● JOB ITEM: Could you print everything from the first line of the material below down to the line containing "box: [13, 8, 716, 423]", both included, without changing a single character?

● EXERCISE INPUT:

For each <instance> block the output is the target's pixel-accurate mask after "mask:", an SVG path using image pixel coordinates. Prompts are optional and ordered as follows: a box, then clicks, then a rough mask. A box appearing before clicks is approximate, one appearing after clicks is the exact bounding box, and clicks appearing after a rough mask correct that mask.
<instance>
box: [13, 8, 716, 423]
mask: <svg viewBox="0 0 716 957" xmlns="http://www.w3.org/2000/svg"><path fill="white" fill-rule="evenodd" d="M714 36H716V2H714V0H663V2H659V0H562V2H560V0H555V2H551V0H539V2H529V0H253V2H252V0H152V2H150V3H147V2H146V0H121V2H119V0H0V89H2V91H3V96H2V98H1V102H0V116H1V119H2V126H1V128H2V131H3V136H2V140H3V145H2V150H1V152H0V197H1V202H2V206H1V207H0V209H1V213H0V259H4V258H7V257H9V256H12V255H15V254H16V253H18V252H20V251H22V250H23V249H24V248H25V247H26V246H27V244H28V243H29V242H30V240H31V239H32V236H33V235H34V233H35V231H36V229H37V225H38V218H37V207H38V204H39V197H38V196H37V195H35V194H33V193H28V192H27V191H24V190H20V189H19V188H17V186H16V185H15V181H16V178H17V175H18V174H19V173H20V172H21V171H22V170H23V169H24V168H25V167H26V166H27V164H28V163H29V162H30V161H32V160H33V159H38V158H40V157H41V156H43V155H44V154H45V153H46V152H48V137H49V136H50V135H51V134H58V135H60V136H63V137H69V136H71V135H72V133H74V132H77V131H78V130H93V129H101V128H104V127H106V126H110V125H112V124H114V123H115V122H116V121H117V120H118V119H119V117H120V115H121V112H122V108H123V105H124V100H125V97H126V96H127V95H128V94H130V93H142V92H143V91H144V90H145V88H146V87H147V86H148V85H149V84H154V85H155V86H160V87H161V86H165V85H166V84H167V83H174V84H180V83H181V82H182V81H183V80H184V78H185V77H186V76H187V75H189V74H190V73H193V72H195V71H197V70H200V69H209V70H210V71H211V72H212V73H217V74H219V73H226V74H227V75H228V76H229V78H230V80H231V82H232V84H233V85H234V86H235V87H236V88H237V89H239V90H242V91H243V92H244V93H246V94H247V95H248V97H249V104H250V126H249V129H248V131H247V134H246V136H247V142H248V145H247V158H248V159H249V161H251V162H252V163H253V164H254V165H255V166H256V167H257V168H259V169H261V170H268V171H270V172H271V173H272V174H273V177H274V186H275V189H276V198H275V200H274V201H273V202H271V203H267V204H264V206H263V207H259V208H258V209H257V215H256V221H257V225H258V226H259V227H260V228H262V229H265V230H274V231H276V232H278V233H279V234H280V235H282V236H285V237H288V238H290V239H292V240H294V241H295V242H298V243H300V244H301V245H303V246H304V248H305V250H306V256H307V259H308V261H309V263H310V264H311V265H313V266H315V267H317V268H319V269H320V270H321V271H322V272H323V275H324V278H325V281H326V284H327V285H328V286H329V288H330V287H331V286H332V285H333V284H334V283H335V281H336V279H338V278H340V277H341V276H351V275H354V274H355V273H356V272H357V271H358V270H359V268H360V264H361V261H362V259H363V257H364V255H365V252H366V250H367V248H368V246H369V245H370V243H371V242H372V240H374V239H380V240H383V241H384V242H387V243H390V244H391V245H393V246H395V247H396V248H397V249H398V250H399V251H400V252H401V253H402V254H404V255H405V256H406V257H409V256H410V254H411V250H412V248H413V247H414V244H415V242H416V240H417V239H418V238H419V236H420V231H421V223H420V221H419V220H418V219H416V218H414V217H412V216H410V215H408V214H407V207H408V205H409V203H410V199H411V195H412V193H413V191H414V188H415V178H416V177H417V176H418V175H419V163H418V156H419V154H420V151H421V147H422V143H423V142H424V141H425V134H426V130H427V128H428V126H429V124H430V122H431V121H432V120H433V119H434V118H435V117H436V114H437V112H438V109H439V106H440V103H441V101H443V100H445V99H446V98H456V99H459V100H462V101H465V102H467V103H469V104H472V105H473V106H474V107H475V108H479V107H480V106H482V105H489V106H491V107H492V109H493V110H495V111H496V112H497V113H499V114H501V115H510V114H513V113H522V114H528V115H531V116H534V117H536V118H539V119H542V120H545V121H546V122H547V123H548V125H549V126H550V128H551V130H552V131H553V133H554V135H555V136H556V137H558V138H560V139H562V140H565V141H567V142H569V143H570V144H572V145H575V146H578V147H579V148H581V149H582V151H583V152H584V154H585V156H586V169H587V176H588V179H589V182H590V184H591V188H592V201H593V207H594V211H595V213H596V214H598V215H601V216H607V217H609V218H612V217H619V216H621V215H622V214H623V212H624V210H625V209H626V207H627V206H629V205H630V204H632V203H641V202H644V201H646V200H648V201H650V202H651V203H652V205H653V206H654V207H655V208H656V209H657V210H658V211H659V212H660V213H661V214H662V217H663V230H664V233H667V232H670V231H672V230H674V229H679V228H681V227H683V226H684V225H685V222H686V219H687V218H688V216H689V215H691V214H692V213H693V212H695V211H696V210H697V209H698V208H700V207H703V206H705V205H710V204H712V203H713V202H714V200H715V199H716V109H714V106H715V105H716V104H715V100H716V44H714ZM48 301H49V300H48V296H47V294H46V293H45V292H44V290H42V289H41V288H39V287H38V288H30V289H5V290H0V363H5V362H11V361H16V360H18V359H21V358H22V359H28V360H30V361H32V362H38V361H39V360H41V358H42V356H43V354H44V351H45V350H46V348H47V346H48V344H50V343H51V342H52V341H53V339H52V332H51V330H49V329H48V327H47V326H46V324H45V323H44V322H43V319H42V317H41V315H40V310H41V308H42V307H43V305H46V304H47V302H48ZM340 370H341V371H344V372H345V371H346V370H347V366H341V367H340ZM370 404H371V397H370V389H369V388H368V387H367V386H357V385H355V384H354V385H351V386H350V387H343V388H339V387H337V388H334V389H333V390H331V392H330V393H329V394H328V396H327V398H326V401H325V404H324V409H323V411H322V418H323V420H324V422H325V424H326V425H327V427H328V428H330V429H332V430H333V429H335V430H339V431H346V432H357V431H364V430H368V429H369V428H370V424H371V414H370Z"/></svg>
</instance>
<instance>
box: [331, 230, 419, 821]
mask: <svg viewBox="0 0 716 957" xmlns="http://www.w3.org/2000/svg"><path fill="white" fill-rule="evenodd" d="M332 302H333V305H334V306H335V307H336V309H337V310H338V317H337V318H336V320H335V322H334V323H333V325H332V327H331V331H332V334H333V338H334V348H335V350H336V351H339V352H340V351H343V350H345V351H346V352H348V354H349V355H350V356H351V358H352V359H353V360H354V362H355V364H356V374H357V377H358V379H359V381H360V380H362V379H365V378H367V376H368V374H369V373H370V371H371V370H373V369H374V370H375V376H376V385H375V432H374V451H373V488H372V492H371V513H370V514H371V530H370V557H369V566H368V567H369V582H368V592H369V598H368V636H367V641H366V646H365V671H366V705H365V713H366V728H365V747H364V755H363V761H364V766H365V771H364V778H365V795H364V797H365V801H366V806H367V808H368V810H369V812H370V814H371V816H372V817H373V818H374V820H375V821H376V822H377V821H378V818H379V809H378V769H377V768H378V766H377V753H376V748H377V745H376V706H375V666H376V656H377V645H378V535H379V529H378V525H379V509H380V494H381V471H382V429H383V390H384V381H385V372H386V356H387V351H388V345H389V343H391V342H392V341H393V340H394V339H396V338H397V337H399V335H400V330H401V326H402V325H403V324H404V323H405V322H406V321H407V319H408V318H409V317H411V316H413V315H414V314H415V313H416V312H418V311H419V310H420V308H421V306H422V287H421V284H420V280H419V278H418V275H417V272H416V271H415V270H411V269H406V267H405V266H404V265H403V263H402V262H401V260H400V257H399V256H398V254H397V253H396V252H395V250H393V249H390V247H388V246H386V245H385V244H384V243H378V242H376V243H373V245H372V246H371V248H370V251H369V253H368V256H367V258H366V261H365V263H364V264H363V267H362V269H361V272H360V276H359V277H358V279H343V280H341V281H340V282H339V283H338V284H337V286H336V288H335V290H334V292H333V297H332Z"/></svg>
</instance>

● SOLUTION BELOW:
For each <instance> block the output is the target's pixel-accurate mask after "mask:", an SVG path using image pixel coordinates. Prompts are optional and ordered as follows: a box, then clicks, then a rough mask. A box appearing before clicks is approximate, one appearing after clicks is the exact bounding box, and clicks appearing after a rough mask correct that mask.
<instance>
box: [13, 8, 716, 423]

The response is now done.